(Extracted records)

————————

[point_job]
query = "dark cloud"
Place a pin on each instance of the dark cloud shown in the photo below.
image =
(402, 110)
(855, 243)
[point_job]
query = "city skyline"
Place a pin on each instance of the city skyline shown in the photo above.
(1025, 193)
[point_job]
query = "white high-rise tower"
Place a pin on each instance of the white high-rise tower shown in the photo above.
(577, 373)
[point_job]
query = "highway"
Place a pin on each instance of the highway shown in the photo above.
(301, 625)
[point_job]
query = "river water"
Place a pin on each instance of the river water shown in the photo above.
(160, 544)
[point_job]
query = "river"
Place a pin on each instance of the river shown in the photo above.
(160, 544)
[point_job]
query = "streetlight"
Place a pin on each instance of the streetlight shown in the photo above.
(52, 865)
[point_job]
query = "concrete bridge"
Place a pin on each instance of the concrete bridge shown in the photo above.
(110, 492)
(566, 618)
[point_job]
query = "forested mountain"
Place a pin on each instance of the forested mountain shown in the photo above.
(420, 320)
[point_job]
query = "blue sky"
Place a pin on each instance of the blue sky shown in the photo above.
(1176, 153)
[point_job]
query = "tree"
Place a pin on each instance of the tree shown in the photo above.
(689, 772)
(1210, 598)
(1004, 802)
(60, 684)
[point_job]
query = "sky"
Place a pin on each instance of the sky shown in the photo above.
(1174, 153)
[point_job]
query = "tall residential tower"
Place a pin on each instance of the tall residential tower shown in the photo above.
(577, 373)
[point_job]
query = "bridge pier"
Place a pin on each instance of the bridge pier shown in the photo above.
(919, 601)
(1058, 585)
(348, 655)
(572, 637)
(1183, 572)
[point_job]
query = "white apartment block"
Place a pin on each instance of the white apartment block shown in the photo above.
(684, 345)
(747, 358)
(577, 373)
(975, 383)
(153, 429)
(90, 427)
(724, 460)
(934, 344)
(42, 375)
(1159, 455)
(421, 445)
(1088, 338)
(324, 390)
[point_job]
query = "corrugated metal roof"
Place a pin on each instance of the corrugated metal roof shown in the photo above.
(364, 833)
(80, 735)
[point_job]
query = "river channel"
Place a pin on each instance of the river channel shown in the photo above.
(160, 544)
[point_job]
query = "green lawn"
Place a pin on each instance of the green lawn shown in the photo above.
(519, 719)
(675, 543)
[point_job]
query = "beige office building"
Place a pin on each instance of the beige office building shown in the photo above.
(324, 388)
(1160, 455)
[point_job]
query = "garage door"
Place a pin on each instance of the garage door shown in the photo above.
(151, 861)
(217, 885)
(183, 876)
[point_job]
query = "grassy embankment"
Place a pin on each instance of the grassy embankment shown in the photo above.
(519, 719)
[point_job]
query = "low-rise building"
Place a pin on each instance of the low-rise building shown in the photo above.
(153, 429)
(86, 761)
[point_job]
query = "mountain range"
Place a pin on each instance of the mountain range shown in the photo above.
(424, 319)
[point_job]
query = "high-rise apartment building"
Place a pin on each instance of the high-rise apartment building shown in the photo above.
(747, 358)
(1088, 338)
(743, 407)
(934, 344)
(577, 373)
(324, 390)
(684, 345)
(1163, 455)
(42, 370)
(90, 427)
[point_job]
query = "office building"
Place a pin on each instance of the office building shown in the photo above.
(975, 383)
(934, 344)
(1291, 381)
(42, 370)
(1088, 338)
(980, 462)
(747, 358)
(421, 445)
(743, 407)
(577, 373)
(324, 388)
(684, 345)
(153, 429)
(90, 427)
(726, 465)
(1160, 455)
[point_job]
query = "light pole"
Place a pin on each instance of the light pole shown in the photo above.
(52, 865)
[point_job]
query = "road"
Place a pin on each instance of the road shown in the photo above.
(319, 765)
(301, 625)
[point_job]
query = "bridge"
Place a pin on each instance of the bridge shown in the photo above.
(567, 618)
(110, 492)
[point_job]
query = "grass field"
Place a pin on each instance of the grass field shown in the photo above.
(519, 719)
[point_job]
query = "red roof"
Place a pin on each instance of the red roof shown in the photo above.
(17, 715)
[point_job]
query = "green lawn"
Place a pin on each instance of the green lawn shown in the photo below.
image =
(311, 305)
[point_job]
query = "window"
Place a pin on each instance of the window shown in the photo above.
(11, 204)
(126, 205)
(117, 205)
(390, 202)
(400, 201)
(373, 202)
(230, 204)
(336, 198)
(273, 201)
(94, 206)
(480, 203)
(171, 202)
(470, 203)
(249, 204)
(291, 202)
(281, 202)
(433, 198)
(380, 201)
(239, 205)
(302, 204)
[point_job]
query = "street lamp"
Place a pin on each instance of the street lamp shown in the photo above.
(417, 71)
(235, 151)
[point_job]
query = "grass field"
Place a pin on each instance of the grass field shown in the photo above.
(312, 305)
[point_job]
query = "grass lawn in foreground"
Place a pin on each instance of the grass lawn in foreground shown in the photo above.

————————

-- Task objective --
Having gone through the data above, repeat it exactly.

-- Exercise result --
[point_job]
query = "dark cloud"
Place a pin on each instance of the dark cloud shown in the photo below.
image =
(402, 110)
(855, 243)
[point_job]
query = "city skyline"
Place a pin on each instance of the city skyline shown in the photo above.
(1025, 193)
[point_job]
query = "white high-rise tower"
Place a pin on each instance of the white high-rise tower shown in the photo above.
(577, 373)
[point_job]
query = "highway"
Place a pin on each instance of the highway shown in the photo above.
(301, 625)
[point_job]
query = "river water"
Place a pin on each instance of the river water shown in the photo above.
(160, 544)
[point_job]
query = "river"
Place a pin on each instance of the river shown in the photo above.
(160, 544)
[point_job]
query = "streetlight"
Place a pin on each instance of the streetlight shown in the photo above.
(52, 865)
[point_job]
query = "concrete bridge"
Place a pin on each instance of the concrete bridge shown in the photo above.
(110, 492)
(566, 618)
[point_job]
query = "forested mountain"
Place a pin on each instance of the forested mountain shown in the photo above.
(420, 320)
[point_job]
query = "blue sky"
Place a pin on each instance of the blue sky shown in the photo above.
(1176, 153)
[point_job]
query = "tree"
Place a pin on each instance of the tree shown in the photo above.
(689, 772)
(1210, 598)
(1004, 802)
(60, 684)
[point_job]
query = "sky"
Place a pin on each instance of the sky shown in the photo above.
(1174, 153)
[point_job]
query = "tall residential tower"
Place a pin on each instance of the tall residential tower shown in the photo above.
(577, 373)
[point_job]
query = "bridge pier"
Place a pin on each instance of the bridge pier shown in the photo above.
(919, 601)
(1058, 585)
(348, 655)
(572, 637)
(1183, 572)
[point_job]
query = "white apartment block"
Place a pin on each instance of the white apartment block shown in the photo above.
(684, 345)
(747, 358)
(577, 373)
(975, 383)
(153, 429)
(90, 427)
(724, 460)
(934, 344)
(42, 375)
(1159, 455)
(421, 445)
(1088, 338)
(324, 390)
[point_job]
query = "corrugated metal roof"
Place a pin on each instance of the corrugated metal roof shown in the photo above.
(364, 833)
(80, 735)
[point_job]
query = "river channel"
Place a pin on each instance of the river channel shown in the photo above.
(160, 544)
[point_job]
query = "green lawn"
Place a pin on each instance of the green lawn shown in the photo above.
(519, 719)
(675, 543)
[point_job]
query = "beige office building"
Place a pin on each instance of the beige office building shown in the photo above.
(324, 388)
(1160, 455)
[point_job]
query = "garage door"
Place a pin on each instance of the garage door shown in the photo above.
(151, 861)
(217, 885)
(183, 876)
[point_job]
query = "grassy embankment"
Place a pin on each instance of the grassy embankment shown in the photo above.
(519, 719)
[point_job]
query = "low-rise building"
Place a pin on each instance of the low-rise building shown in the photo above.
(153, 429)
(86, 761)
[point_job]
query = "mountain range"
Place a pin on each instance of the mountain range shown in the photo above.
(424, 319)
[point_job]
query = "high-rise apartment building"
Place a pin on each instance of the high-rise apartment building shown in the photo above.
(747, 358)
(1088, 338)
(743, 407)
(934, 344)
(577, 373)
(324, 390)
(684, 345)
(1163, 455)
(42, 370)
(90, 427)
[point_job]
query = "office building"
Place a pin on each instance of the office building shown in the photo above.
(975, 383)
(934, 344)
(1291, 381)
(42, 370)
(1088, 338)
(980, 462)
(747, 358)
(421, 445)
(743, 407)
(577, 373)
(324, 388)
(684, 345)
(153, 429)
(90, 427)
(726, 465)
(1160, 455)
[point_job]
query = "light pole"
Place a pin on each instance of the light pole shown in the photo above.
(52, 865)
[point_job]
query = "road"
Place a pin on each instance of the road shown in the photo above.
(319, 765)
(301, 625)
[point_job]
query = "bridge"
Place a pin on each instance of the bridge shown in the photo above.
(567, 618)
(110, 492)
[point_job]
query = "grass field"
Place a pin on each instance of the grass field shown in the photo above.
(519, 719)
[point_job]
query = "red roof"
Place a pin on each instance of the red roof shown in the photo above.
(17, 715)
[point_job]
query = "green lawn"
Place a pin on each instance of the green lawn shown in the photo below.
image =
(311, 305)
[point_job]
query = "window"
Place a pin on each instance of the window shown in the photo above.
(11, 204)
(126, 205)
(117, 205)
(390, 202)
(400, 201)
(373, 202)
(230, 204)
(336, 198)
(273, 201)
(94, 206)
(480, 203)
(171, 202)
(470, 203)
(249, 204)
(291, 202)
(281, 202)
(433, 198)
(380, 201)
(239, 205)
(302, 204)
[point_job]
query = "street lamp"
Place a pin on each instance of the street lamp shown in the photo above.
(417, 71)
(235, 151)
[point_job]
query = "grass field"
Place a pin on each instance of the grass field shown in the photo above.
(312, 305)
[point_job]
query = "grass lawn in foreground"
Place a pin on each instance of the grass lawn in foreground shown in the photo above.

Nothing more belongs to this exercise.